THE TASK:
Working from the line that contains "segment: sun" to the final line, transcribe each line exactly. No pictures belong in the copy.

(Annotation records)
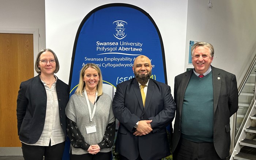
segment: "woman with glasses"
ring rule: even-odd
[[[18,135],[25,160],[61,160],[66,132],[68,85],[54,75],[60,68],[50,49],[37,56],[37,76],[22,82],[17,100]]]

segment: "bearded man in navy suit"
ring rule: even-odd
[[[150,78],[152,68],[148,58],[138,56],[132,67],[135,77],[116,87],[112,106],[120,122],[116,151],[121,160],[160,160],[170,154],[166,127],[176,106],[170,86]]]

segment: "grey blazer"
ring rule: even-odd
[[[229,118],[238,109],[238,92],[236,76],[212,66],[214,105],[214,143],[221,159],[229,156],[230,144]],[[174,99],[177,104],[173,137],[174,152],[181,135],[181,118],[184,95],[193,74],[193,69],[176,76],[175,78]]]
[[[139,84],[133,78],[117,85],[112,106],[120,122],[116,145],[119,154],[131,160],[139,153],[143,159],[170,154],[166,127],[174,118],[176,106],[170,86],[150,79],[143,108]],[[144,136],[133,135],[136,123],[148,120],[152,120],[153,131]]]

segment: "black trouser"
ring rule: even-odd
[[[128,158],[126,158],[124,156],[123,156],[121,155],[119,155],[119,157],[120,157],[120,159],[121,160],[129,160],[129,159]],[[160,159],[159,160],[161,160],[161,159]],[[141,158],[141,157],[140,157],[140,154],[139,154],[139,157],[136,159],[135,160],[143,160]]]
[[[95,155],[86,153],[83,155],[70,154],[70,160],[111,160],[111,151],[108,152],[98,152]]]
[[[197,143],[182,138],[173,153],[173,160],[221,160],[213,143]]]
[[[23,157],[25,160],[61,160],[63,153],[65,141],[49,146],[28,145],[22,143]]]

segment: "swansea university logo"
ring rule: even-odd
[[[113,22],[115,26],[115,32],[113,34],[114,36],[118,39],[122,39],[126,36],[127,34],[124,32],[125,25],[127,23],[125,21],[118,20]]]

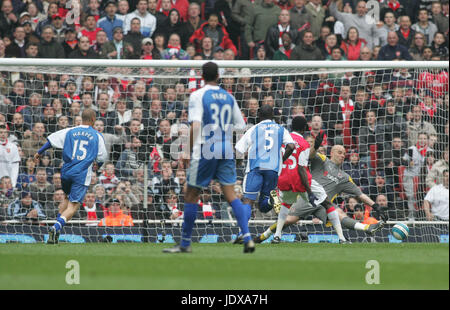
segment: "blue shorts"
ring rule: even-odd
[[[61,186],[70,202],[83,203],[88,187],[83,184],[74,183],[72,180],[61,178]]]
[[[222,185],[236,183],[236,163],[234,159],[191,159],[188,169],[188,185],[196,188],[209,186],[211,180]]]
[[[260,200],[269,197],[270,192],[277,187],[278,172],[273,170],[253,169],[244,178],[244,198],[255,201],[260,194]]]

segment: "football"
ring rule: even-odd
[[[392,235],[395,239],[405,240],[409,235],[409,228],[406,224],[398,223],[392,227]]]

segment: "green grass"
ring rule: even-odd
[[[169,245],[170,246],[170,245]],[[0,289],[449,289],[448,244],[194,244],[164,254],[165,244],[0,245]],[[66,262],[80,284],[65,282]],[[380,284],[368,285],[368,260]]]

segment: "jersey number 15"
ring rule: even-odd
[[[77,155],[77,159],[78,160],[85,159],[87,155],[86,146],[88,145],[88,143],[89,141],[86,140],[75,140],[72,152],[72,159],[75,159],[75,155],[77,155],[78,151],[81,151],[81,156]]]

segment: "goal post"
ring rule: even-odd
[[[79,124],[87,107],[101,120],[97,126],[104,133],[109,162],[94,173],[89,197],[64,228],[63,241],[178,241],[188,100],[203,86],[201,66],[206,62],[0,59],[0,124],[20,152],[18,175],[7,173],[10,163],[0,158],[1,176],[16,178],[13,189],[7,178],[0,185],[0,242],[45,241],[61,199],[61,152],[48,152],[34,167],[29,157],[50,133]],[[448,242],[448,207],[445,217],[437,209],[429,213],[423,203],[430,187],[443,182],[440,163],[447,160],[448,166],[448,62],[215,62],[220,85],[237,99],[247,129],[257,122],[258,107],[271,104],[276,121],[288,130],[294,116],[304,115],[310,126],[305,137],[325,131],[320,149],[325,155],[334,144],[345,146],[344,171],[389,215],[374,237],[344,229],[351,241],[394,242],[390,228],[403,222],[411,230],[408,241]],[[418,144],[420,138],[426,145]],[[411,159],[420,167],[410,165],[409,155],[417,155]],[[239,197],[244,168],[237,167]],[[22,205],[25,192],[43,216],[28,216]],[[114,199],[120,210],[111,210]],[[231,241],[238,226],[218,184],[202,192],[201,200],[194,241]],[[370,207],[348,195],[333,202],[358,221],[373,220]],[[131,217],[133,226],[121,226],[118,216]],[[261,233],[275,221],[274,212],[263,214],[255,206],[251,233]],[[283,239],[337,242],[325,224],[303,219],[286,228]]]

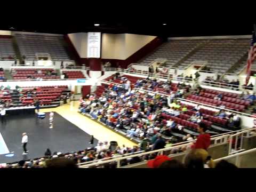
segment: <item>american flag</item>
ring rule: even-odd
[[[249,82],[251,76],[251,69],[252,68],[252,63],[256,58],[256,25],[254,25],[254,31],[252,33],[252,38],[251,43],[251,47],[248,52],[248,60],[247,61],[246,68],[246,85]]]

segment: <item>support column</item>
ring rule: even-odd
[[[89,59],[90,76],[97,78],[101,76],[101,60],[97,58]]]

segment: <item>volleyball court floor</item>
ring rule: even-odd
[[[44,109],[43,119],[37,114],[12,115],[6,117],[6,124],[0,123],[0,163],[44,156],[47,148],[54,151],[68,153],[91,147],[91,135],[94,137],[94,146],[98,141],[116,141],[119,146],[137,145],[102,125],[77,112],[78,101],[71,101],[60,107]],[[49,112],[54,111],[53,128],[49,128]],[[22,155],[22,133],[28,136],[27,155]]]

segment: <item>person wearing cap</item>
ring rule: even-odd
[[[211,136],[210,134],[206,133],[207,130],[206,125],[202,122],[198,124],[197,131],[200,133],[194,148],[195,149],[203,149],[206,150],[211,145]]]
[[[163,163],[171,160],[166,155],[158,155],[151,160],[148,161],[147,164],[149,168],[158,168]]]
[[[162,135],[161,134],[158,135],[157,139],[156,140],[155,143],[154,143],[153,150],[164,148],[165,144],[165,141],[162,138]]]
[[[153,137],[152,137],[152,138],[151,138],[151,142],[152,144],[155,143],[156,141],[157,140],[157,137],[159,135],[159,133],[156,133]]]
[[[142,137],[141,138],[142,141],[140,143],[140,147],[142,150],[146,151],[148,147],[148,141],[147,138]]]
[[[103,150],[103,143],[102,142],[99,142],[97,146],[96,146],[96,149],[97,152],[101,151]]]
[[[109,148],[109,146],[108,146],[108,141],[104,141],[104,143],[103,144],[103,146],[102,146],[102,150],[107,150]]]
[[[28,150],[27,150],[27,144],[28,143],[28,135],[26,133],[22,133],[22,139],[21,140],[21,143],[22,143],[23,152],[22,155],[27,154]]]

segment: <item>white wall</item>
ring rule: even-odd
[[[232,35],[232,36],[199,36],[199,37],[169,37],[169,40],[179,39],[226,39],[226,38],[251,38],[252,35]]]
[[[130,34],[103,34],[101,39],[101,58],[126,59],[156,37]]]
[[[12,65],[14,64],[14,61],[0,61],[0,67],[4,69],[10,69]]]
[[[87,58],[87,33],[77,33],[68,34],[72,44],[82,58]]]
[[[101,76],[101,71],[92,71],[89,72],[90,77],[92,78],[97,79]]]
[[[33,32],[26,32],[26,31],[10,31],[12,35],[14,35],[16,34],[24,34],[24,35],[49,35],[49,36],[63,36],[62,34],[49,34],[45,33],[33,33]]]
[[[156,36],[125,34],[124,59],[126,59],[151,42]]]
[[[12,35],[11,31],[0,30],[0,35]]]
[[[148,66],[144,66],[138,65],[132,65],[132,67],[134,68],[136,70],[141,70],[142,71],[148,71]]]
[[[202,81],[205,80],[205,78],[207,77],[213,77],[214,79],[216,80],[217,79],[218,74],[216,73],[203,73],[199,72],[200,74],[200,77],[199,77],[199,81],[202,82]]]
[[[212,89],[212,90],[217,90],[220,91],[229,92],[230,93],[236,93],[236,94],[242,93],[242,91],[235,91],[235,90],[231,90],[230,89],[219,88],[219,87],[216,87],[210,86],[201,85],[201,87],[204,89]]]
[[[10,85],[11,89],[15,89],[16,85],[19,86],[54,86],[54,85],[91,85],[94,84],[93,79],[86,79],[85,83],[77,83],[76,80],[58,80],[58,81],[11,81],[1,82],[0,86]]]

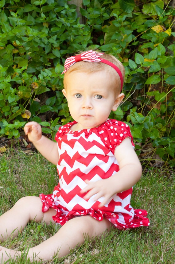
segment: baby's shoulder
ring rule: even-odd
[[[101,125],[102,128],[109,130],[115,131],[121,130],[130,131],[130,127],[127,124],[121,121],[114,119],[109,119]]]

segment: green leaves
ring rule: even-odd
[[[29,110],[29,120],[54,137],[59,126],[72,120],[61,91],[65,60],[77,50],[98,49],[125,68],[126,100],[110,117],[132,124],[139,151],[148,142],[169,161],[175,136],[175,11],[162,0],[144,2],[83,0],[81,20],[66,0],[0,0],[0,136],[18,137],[16,122],[22,126]],[[43,115],[54,120],[43,123]],[[172,141],[164,145],[165,138]]]
[[[133,10],[135,4],[134,0],[119,0],[120,7],[127,13],[130,13]]]

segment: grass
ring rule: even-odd
[[[21,197],[50,193],[57,183],[55,166],[39,154],[8,151],[0,159],[0,215]],[[122,231],[114,229],[105,238],[97,238],[95,244],[86,241],[64,259],[51,260],[48,263],[174,263],[174,174],[165,177],[150,170],[134,186],[132,203],[135,208],[147,210],[150,227]],[[2,245],[22,251],[49,238],[57,228],[54,225],[46,226],[32,222],[18,237]],[[15,263],[30,262],[23,256]]]

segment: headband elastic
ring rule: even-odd
[[[114,69],[116,71],[120,77],[121,83],[121,90],[122,90],[123,87],[123,76],[120,70],[116,65],[109,61],[105,60],[103,58],[99,58],[104,54],[104,52],[101,52],[97,53],[93,50],[89,50],[83,52],[78,55],[72,56],[69,58],[67,58],[65,61],[64,63],[64,70],[62,73],[62,74],[64,73],[68,70],[74,64],[78,62],[84,61],[89,62],[101,62],[106,64],[107,64]]]

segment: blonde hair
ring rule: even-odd
[[[97,53],[99,52],[95,51]],[[75,54],[77,55],[81,54],[82,51]],[[111,54],[104,53],[100,57],[105,60],[113,63],[120,70],[123,76],[124,82],[125,78],[125,68],[122,64],[116,58]],[[120,79],[119,75],[116,71],[111,66],[101,62],[88,62],[80,61],[76,62],[64,74],[63,81],[64,87],[66,88],[66,78],[68,75],[73,72],[85,72],[86,74],[90,74],[101,71],[106,71],[109,74],[110,80],[113,81],[113,86],[115,89],[115,92],[118,93],[121,90]]]

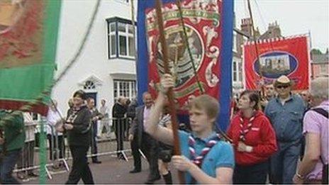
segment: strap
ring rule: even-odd
[[[325,111],[325,109],[322,108],[312,108],[311,109],[311,111],[314,111],[318,113],[320,113],[320,115],[325,116],[325,118],[329,118],[329,114],[328,113],[327,111]]]

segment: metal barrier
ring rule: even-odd
[[[107,135],[106,138],[99,138],[99,135],[102,132],[102,129],[96,129],[97,126],[93,125],[91,128],[91,135],[95,138],[91,139],[91,150],[89,151],[89,157],[95,157],[97,156],[103,155],[116,155],[117,157],[123,159],[126,161],[128,161],[129,157],[127,156],[127,152],[130,152],[131,150],[130,146],[130,142],[128,142],[128,130],[130,126],[131,125],[132,120],[130,118],[106,118],[102,119],[101,121],[103,121],[102,124],[107,123],[108,127],[105,126],[105,128],[110,128],[111,131],[106,130],[106,133],[110,135]],[[94,131],[101,132],[101,133],[95,133]],[[116,143],[113,143],[116,142]],[[106,144],[104,145],[104,142]],[[94,143],[96,143],[96,151],[94,150]],[[101,145],[102,147],[99,148],[97,145]],[[113,148],[114,145],[116,145],[116,150]],[[126,148],[126,149],[125,149]],[[129,149],[128,149],[129,148]],[[101,149],[101,150],[99,150]],[[143,158],[145,158],[145,155],[140,150],[140,152]]]
[[[107,130],[109,135],[106,138],[99,138],[99,134],[94,133],[94,130],[96,132],[98,130],[95,128],[95,126],[91,127],[91,135],[94,139],[91,139],[91,146],[96,145],[101,146],[101,147],[96,147],[97,150],[94,150],[92,147],[90,147],[90,150],[88,152],[88,157],[94,157],[98,156],[104,156],[116,155],[117,157],[123,159],[126,161],[128,161],[129,158],[127,155],[127,152],[130,152],[131,150],[130,142],[128,142],[128,130],[129,127],[131,125],[131,119],[122,118],[122,119],[116,119],[116,118],[107,118],[103,120],[103,121],[107,121],[108,127],[111,130]],[[41,124],[42,122],[30,122],[26,123],[26,128],[33,129],[33,133],[34,130],[36,130],[36,128],[38,125]],[[62,135],[58,135],[58,133],[56,131],[53,125],[45,125],[44,127],[46,129],[50,130],[50,135],[48,135],[48,140],[50,141],[48,142],[48,150],[50,150],[48,152],[48,162],[45,165],[45,171],[49,179],[52,179],[52,175],[63,173],[69,171],[69,167],[67,163],[68,159],[72,159],[72,155],[69,150],[60,150],[60,146],[62,145],[62,147],[68,148],[67,142],[65,142],[66,138]],[[43,131],[45,130],[40,130]],[[62,139],[59,139],[62,138]],[[36,165],[35,164],[38,163],[38,159],[36,157],[38,155],[35,155],[35,151],[36,150],[35,147],[35,140],[38,138],[34,138],[33,140],[27,140],[26,141],[26,146],[23,149],[22,157],[19,159],[16,168],[13,170],[13,172],[25,172],[28,173],[33,169],[40,169],[40,165]],[[115,147],[116,146],[116,149]],[[126,149],[125,149],[126,148]],[[145,159],[145,155],[139,150],[142,157]],[[57,171],[55,172],[51,172],[49,169],[50,167],[57,167],[60,162],[64,166],[64,169],[60,171]]]
[[[37,139],[35,136],[35,130],[37,130],[37,126],[41,124],[37,121],[35,122],[26,122],[26,140],[25,146],[22,150],[22,154],[21,159],[18,159],[17,162],[16,168],[13,170],[13,172],[25,172],[30,173],[33,169],[40,169],[40,165],[35,165],[35,140]],[[49,150],[50,155],[50,160],[45,165],[45,171],[49,179],[52,179],[52,174],[55,173],[51,173],[48,169],[49,167],[55,167],[58,164],[59,162],[62,162],[64,164],[65,169],[63,171],[59,171],[59,172],[69,172],[69,167],[67,164],[67,159],[65,157],[65,153],[63,152],[62,157],[60,157],[60,149],[59,149],[59,142],[58,142],[58,135],[57,133],[55,131],[55,128],[50,125],[45,125],[45,128],[46,129],[49,129],[50,130],[50,135],[48,135],[51,139],[49,138],[48,140],[50,141],[49,143]],[[41,130],[40,130],[41,131]],[[43,130],[45,132],[45,130]],[[46,133],[46,132],[45,132]],[[33,136],[32,136],[33,135]],[[64,138],[62,140],[64,142]],[[65,143],[62,143],[64,145]],[[51,151],[51,152],[50,152]]]

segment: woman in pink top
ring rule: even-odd
[[[311,103],[315,106],[306,114],[303,133],[306,137],[305,155],[295,176],[295,184],[321,184],[328,172],[323,174],[323,165],[328,163],[328,78],[319,77],[311,82]],[[328,168],[327,168],[328,171]]]

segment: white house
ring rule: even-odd
[[[77,53],[96,4],[96,1],[62,1],[55,78]],[[78,89],[94,97],[97,107],[101,99],[106,99],[110,110],[118,96],[135,97],[135,42],[131,18],[130,1],[101,1],[81,55],[53,88],[52,97],[63,113],[68,108],[68,100]]]

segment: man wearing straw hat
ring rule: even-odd
[[[291,94],[293,82],[282,75],[274,83],[277,96],[265,107],[264,113],[274,128],[278,151],[271,157],[272,183],[292,184],[301,150],[305,104]]]

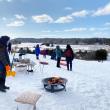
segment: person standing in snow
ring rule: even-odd
[[[57,67],[60,68],[60,60],[61,60],[61,56],[62,56],[62,51],[60,49],[60,46],[56,46],[56,59],[57,59]]]
[[[36,54],[36,58],[39,59],[39,54],[40,54],[40,47],[39,47],[39,44],[36,45],[35,54]]]
[[[11,53],[11,46],[12,46],[12,44],[11,44],[11,42],[9,42],[8,43],[8,52],[9,52],[9,54]]]
[[[10,59],[8,55],[8,41],[10,38],[8,36],[1,36],[0,38],[0,91],[6,92],[9,89],[5,86],[6,73],[10,71]]]
[[[73,53],[73,50],[69,44],[67,44],[67,46],[66,46],[64,56],[66,57],[67,70],[72,71],[72,60],[74,59],[74,53]]]

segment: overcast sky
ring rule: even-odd
[[[110,0],[0,0],[0,36],[110,38]]]

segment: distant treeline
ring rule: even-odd
[[[12,39],[13,44],[20,43],[49,43],[49,44],[71,44],[71,45],[92,45],[106,44],[110,45],[110,38],[16,38]]]

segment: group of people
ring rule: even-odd
[[[39,44],[36,45],[35,48],[35,54],[36,54],[36,59],[39,59],[39,54],[40,54],[40,47]],[[53,54],[53,53],[52,53]],[[67,70],[72,71],[72,61],[74,59],[74,53],[69,44],[66,46],[66,50],[64,52],[64,55],[62,55],[62,50],[60,49],[60,46],[56,46],[55,52],[54,52],[57,60],[57,67],[60,68],[60,60],[62,56],[66,57],[66,62],[67,62]]]
[[[1,36],[0,37],[0,91],[6,92],[6,89],[10,89],[5,85],[6,82],[6,74],[11,70],[11,64],[9,59],[9,54],[11,52],[11,42],[10,37]],[[39,59],[40,47],[37,44],[35,48],[36,59]],[[60,60],[62,57],[62,50],[60,46],[56,46],[55,49],[57,67],[60,68]],[[66,57],[67,62],[67,70],[72,71],[72,60],[74,59],[74,53],[71,46],[68,44],[66,46],[66,50],[64,52],[64,56]]]
[[[57,59],[57,67],[60,68],[60,60],[62,57],[62,50],[60,49],[60,46],[56,46],[56,59]],[[64,56],[66,57],[67,62],[67,70],[72,71],[72,61],[74,59],[74,53],[69,44],[66,46],[66,50],[64,51]]]

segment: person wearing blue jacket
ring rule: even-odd
[[[0,38],[0,91],[6,92],[9,89],[5,85],[6,82],[6,66],[10,66],[10,59],[8,55],[8,41],[10,38],[8,36],[1,36]]]
[[[39,44],[36,45],[35,54],[36,54],[36,58],[39,59],[39,54],[40,54],[40,47],[39,47]]]

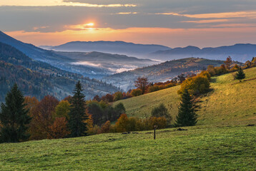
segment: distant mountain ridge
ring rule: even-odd
[[[118,53],[143,57],[146,54],[170,48],[156,44],[137,44],[124,41],[72,41],[56,46],[39,46],[57,51],[89,52]]]
[[[134,88],[134,81],[139,76],[145,76],[150,82],[162,82],[171,80],[182,73],[197,73],[209,65],[218,66],[223,63],[223,61],[219,60],[187,58],[116,73],[103,80],[128,90]]]
[[[184,56],[193,56],[216,60],[225,60],[230,56],[234,61],[245,62],[256,56],[256,44],[237,43],[217,48],[200,48],[189,46],[184,48],[174,48],[166,51],[158,51],[149,55],[150,58],[172,60],[182,58]]]
[[[56,52],[25,43],[0,31],[0,42],[15,47],[29,58],[72,73],[82,74],[85,77],[101,79],[103,77],[126,70],[134,69],[152,64],[156,61],[139,59],[122,55],[107,54],[98,52],[69,53]],[[92,60],[93,57],[94,60]],[[110,63],[109,58],[112,60]],[[88,62],[87,58],[89,58]],[[121,62],[121,60],[123,62]],[[115,65],[117,64],[117,65]]]
[[[59,100],[72,95],[75,83],[81,81],[87,99],[119,89],[112,85],[35,61],[14,47],[0,42],[0,101],[14,83],[26,95],[41,99],[52,95]]]

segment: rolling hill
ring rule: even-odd
[[[101,52],[61,52],[54,53],[69,58],[74,61],[73,65],[83,67],[92,66],[91,71],[88,71],[84,75],[92,74],[93,78],[102,78],[116,73],[134,69],[139,67],[148,66],[159,63],[156,61],[149,59],[140,59],[135,57],[129,57],[125,55],[111,54]]]
[[[0,144],[1,170],[255,170],[256,126]]]
[[[139,76],[147,77],[150,82],[162,82],[171,80],[181,73],[197,73],[209,65],[223,64],[223,61],[187,58],[166,61],[147,67],[116,73],[104,78],[107,83],[119,86],[124,90],[134,88],[134,81]]]
[[[198,99],[196,126],[0,144],[1,170],[254,170],[256,68],[212,79]],[[179,86],[120,100],[129,116],[144,117],[164,103],[173,117]]]
[[[143,57],[157,51],[170,49],[170,48],[154,44],[136,44],[124,41],[72,41],[56,46],[39,46],[48,50],[56,51],[98,51],[109,53],[118,53],[127,56]]]
[[[117,87],[95,79],[84,78],[51,65],[31,59],[15,48],[0,43],[0,101],[14,83],[25,95],[41,99],[52,95],[61,100],[72,94],[75,83],[80,80],[87,98],[118,90]]]
[[[158,51],[149,54],[149,58],[169,61],[183,58],[187,56],[204,58],[215,60],[225,60],[229,56],[234,61],[245,62],[256,56],[256,45],[250,43],[237,43],[232,46],[220,46],[217,48],[200,48],[189,46],[184,48],[174,48],[172,49]]]
[[[212,78],[212,91],[200,97],[198,125],[256,124],[256,68],[245,70],[242,83],[228,73]],[[163,103],[172,118],[178,112],[179,86],[115,102],[123,103],[129,116],[148,117]],[[114,104],[115,104],[114,103]]]
[[[64,53],[47,51],[25,43],[0,31],[0,42],[19,50],[30,58],[91,78],[103,77],[157,62],[124,55],[98,52]]]

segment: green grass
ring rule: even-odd
[[[213,78],[201,96],[197,125],[137,134],[0,144],[0,170],[255,170],[256,68],[247,81]],[[163,102],[177,113],[179,86],[122,100],[129,116],[146,117]],[[119,103],[117,102],[117,103]]]
[[[245,70],[245,80],[239,83],[228,73],[212,78],[212,91],[202,95],[200,105],[199,125],[256,124],[256,68]],[[254,79],[255,78],[255,79]],[[251,80],[250,80],[251,79]],[[178,112],[179,86],[134,97],[117,103],[124,103],[129,116],[150,116],[154,107],[163,103],[173,118]]]
[[[255,170],[256,126],[187,128],[139,134],[0,145],[1,170]]]

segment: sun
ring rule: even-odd
[[[89,23],[89,24],[86,24],[84,25],[87,26],[94,26],[94,23]]]

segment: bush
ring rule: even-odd
[[[142,95],[142,91],[140,89],[133,89],[131,92],[132,97]]]
[[[114,93],[114,101],[117,101],[122,100],[122,93],[120,91],[117,91]]]
[[[178,93],[184,93],[186,89],[191,95],[204,93],[210,90],[210,81],[207,77],[203,76],[189,78],[181,84]]]
[[[151,115],[152,117],[164,117],[168,121],[168,123],[170,123],[172,120],[172,117],[168,113],[167,108],[165,108],[163,103],[154,108],[151,111]]]
[[[199,76],[206,76],[209,81],[211,79],[211,74],[207,71],[202,71]]]
[[[134,117],[128,118],[126,114],[122,114],[114,125],[114,131],[122,133],[152,130],[154,125],[157,125],[159,129],[165,128],[167,127],[166,118],[164,117],[151,117],[145,119]]]

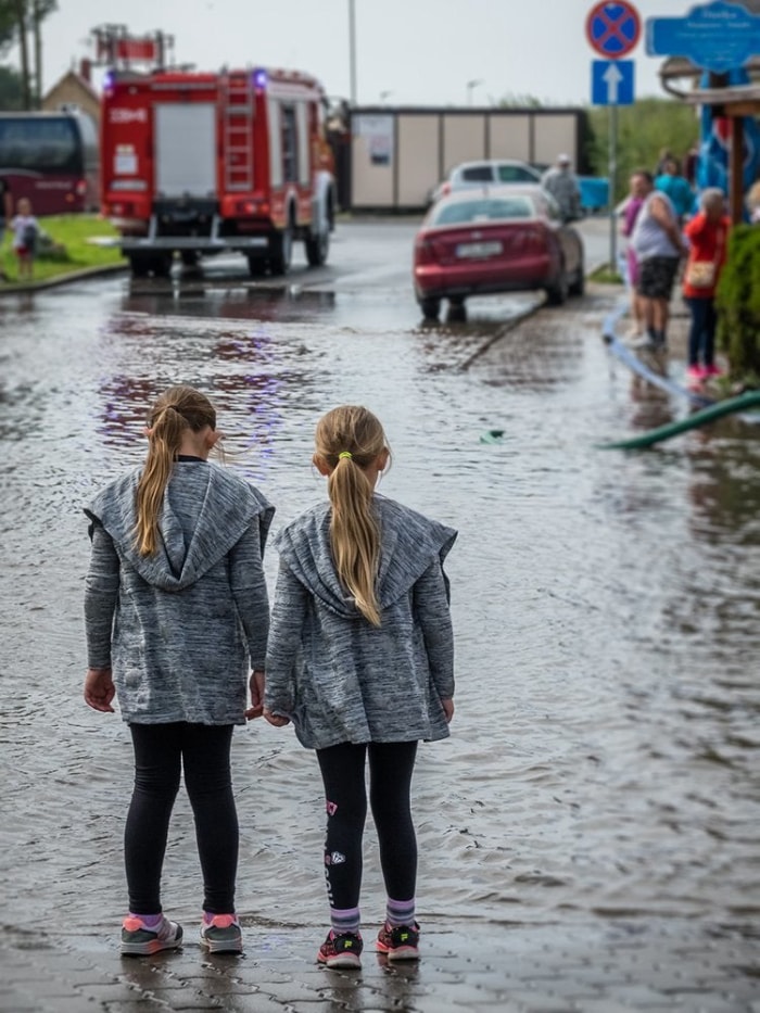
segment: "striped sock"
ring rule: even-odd
[[[395,928],[397,925],[415,924],[415,898],[411,900],[385,900],[385,921]]]
[[[359,933],[362,915],[358,908],[330,908],[330,924],[337,936],[344,933],[353,933],[355,936]]]
[[[135,914],[134,911],[129,912],[130,919],[140,919],[145,928],[157,928],[161,925],[164,915],[163,914]]]

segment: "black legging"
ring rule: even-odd
[[[392,900],[410,900],[417,884],[417,839],[409,788],[417,743],[342,743],[318,749],[325,782],[325,875],[331,908],[357,908],[362,886],[362,837],[367,818],[365,756],[369,754],[369,803],[378,832],[380,866]]]
[[[135,789],[124,831],[129,910],[161,911],[161,872],[183,765],[203,872],[203,909],[233,913],[239,832],[229,763],[232,725],[177,722],[130,724],[129,730],[135,746]]]

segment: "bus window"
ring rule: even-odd
[[[98,206],[98,137],[85,114],[0,113],[0,173],[36,215]]]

TASK RESPONSE:
segment: sun
ring rule: even-odd
[[[89,23],[89,24],[86,24],[84,25],[87,26],[94,26],[94,23]]]

segment: bush
ring rule: even-odd
[[[142,95],[142,91],[140,89],[133,89],[131,92],[132,97]]]
[[[114,93],[114,101],[117,101],[122,100],[122,93],[120,91],[117,91]]]
[[[178,93],[184,93],[186,89],[191,95],[204,93],[210,90],[210,81],[207,77],[203,76],[189,78],[181,84]]]
[[[151,115],[152,117],[164,117],[168,121],[168,123],[170,123],[172,120],[172,117],[168,113],[167,108],[165,108],[163,103],[154,108],[151,111]]]
[[[199,76],[206,76],[209,81],[211,79],[211,74],[207,71],[202,71]]]
[[[134,117],[128,118],[126,114],[122,114],[114,125],[114,131],[122,133],[152,130],[154,125],[157,125],[159,129],[165,128],[167,127],[166,118],[164,117],[151,117],[145,119]]]

segment: "striped sock"
ring rule: even-odd
[[[395,928],[397,925],[415,924],[415,898],[411,900],[385,900],[385,921]]]
[[[359,933],[362,915],[358,908],[330,908],[330,924],[337,936],[344,933],[353,933],[355,936]]]
[[[135,914],[134,911],[129,912],[130,919],[140,919],[145,928],[157,928],[161,925],[164,915],[163,914]]]

segment: "black legging"
ring rule: even-odd
[[[392,900],[410,900],[417,884],[417,839],[409,788],[417,743],[342,743],[318,749],[325,782],[325,875],[331,908],[357,908],[362,886],[362,837],[367,818],[365,756],[369,754],[369,803],[378,832],[380,866]]]
[[[135,789],[124,831],[129,910],[161,911],[161,872],[183,765],[203,872],[203,909],[233,913],[239,832],[229,763],[232,725],[177,722],[130,724],[129,730],[135,746]]]

segment: "bus window"
ring rule: even-odd
[[[98,206],[98,137],[85,114],[0,113],[0,173],[36,215]]]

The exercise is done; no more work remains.